### SOURCE EXCERPT
--- begin ---
Frescoes of Paul’s Ministry, Part 28: Shipwreck on Malta

Shipwreck on Malta, Achille Scaccioni Acts 27:27 - 44

Shipwreck on Malta, Achille Scaccioni Acts 27:27 – 44

Acts 27:27 – 44

On the fourteenth night we were still being driven across the Adriatic Sea, when about midnight the sailors sensed they were approaching land.  They took soundings and found that the water was a hundred and twenty feet deep.  A short time later they took soundings again and found it was ninety feet deep.  Fearing that we would be dashed against the rocks, they dropped four anchors from the stern and prayed for daylight.  In an attempt to escape from the ship, the sailors let the lifeboat down into the sea, pretending they were going to lower some anchors from the bow.  Then Paul said to the centurion and the soldiers, “Unless these men stay with the ship, you cannot be saved.”

Just before dawn Paul urged them all to eat.   “For the last fourteen days,” he said, “you have been in constant suspense and have gone without food — you haven’t eaten anything.  Now I urge you to take some food.  You need it to survive.  Not one of you will lose a single hair from his head.”  After he said this, he took some bread and gave thanks to God in front of them all.  Then he broke it and began to eat.  They were all encouraged and ate some food themselves.  Altogether there were 276 of us on board.  When they had eaten as much as they wanted, they lighted the ship by throwing the grain into the sea.
--- end ---
### WHAT TO DO
In the shipwreck passage, which numbers give a depth, a length of time, the number of anchors, or how many people were on board? The lines after this text have no connection to it.

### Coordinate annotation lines
--- begin ---
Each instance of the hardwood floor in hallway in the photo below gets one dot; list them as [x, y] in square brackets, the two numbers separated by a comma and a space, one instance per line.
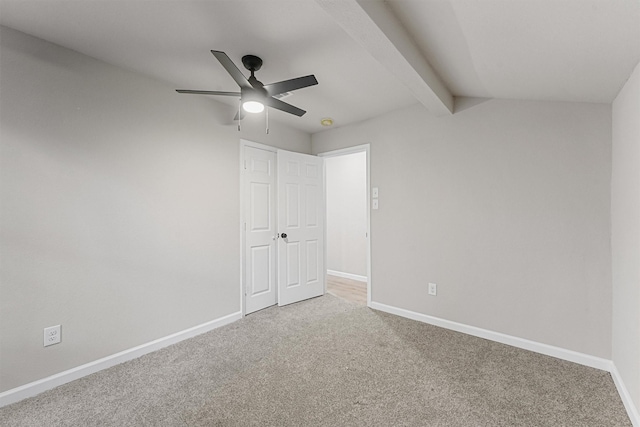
[347, 289]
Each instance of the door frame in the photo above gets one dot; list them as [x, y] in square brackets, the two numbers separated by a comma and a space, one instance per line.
[243, 280]
[366, 148]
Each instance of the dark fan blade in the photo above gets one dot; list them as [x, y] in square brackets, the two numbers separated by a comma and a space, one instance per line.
[289, 85]
[231, 68]
[283, 106]
[208, 92]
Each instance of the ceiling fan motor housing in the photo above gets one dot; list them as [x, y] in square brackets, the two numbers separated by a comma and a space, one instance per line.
[251, 63]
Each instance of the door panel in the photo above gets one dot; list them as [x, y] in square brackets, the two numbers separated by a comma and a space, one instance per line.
[301, 219]
[260, 228]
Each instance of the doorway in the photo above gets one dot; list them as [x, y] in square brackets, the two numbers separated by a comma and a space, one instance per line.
[347, 223]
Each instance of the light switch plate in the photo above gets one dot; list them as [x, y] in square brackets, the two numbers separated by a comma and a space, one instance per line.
[433, 289]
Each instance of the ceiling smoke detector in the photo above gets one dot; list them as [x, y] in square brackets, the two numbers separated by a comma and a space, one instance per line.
[327, 121]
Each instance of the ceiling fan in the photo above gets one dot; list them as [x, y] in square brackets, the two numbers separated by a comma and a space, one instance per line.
[254, 95]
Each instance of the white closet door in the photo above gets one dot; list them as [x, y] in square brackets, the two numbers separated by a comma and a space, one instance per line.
[260, 229]
[301, 266]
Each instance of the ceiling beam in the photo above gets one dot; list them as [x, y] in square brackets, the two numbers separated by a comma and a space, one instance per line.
[376, 29]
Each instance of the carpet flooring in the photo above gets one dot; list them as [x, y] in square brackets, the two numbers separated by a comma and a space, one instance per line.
[328, 362]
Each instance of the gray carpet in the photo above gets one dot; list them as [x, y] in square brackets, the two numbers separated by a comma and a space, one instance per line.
[326, 362]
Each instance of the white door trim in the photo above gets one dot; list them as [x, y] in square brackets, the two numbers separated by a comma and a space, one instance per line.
[245, 143]
[366, 148]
--- end ---
### EXPECTED ANSWER
- Fourteenth (the night they were still being driven across the Adriatic Sea)
- A hundred and twenty feet (the first sounding)
- Ninety feet (the second sounding)
- Four (anchors dropped from the stern)
- Fourteen (days without food)
- 276 (people on board)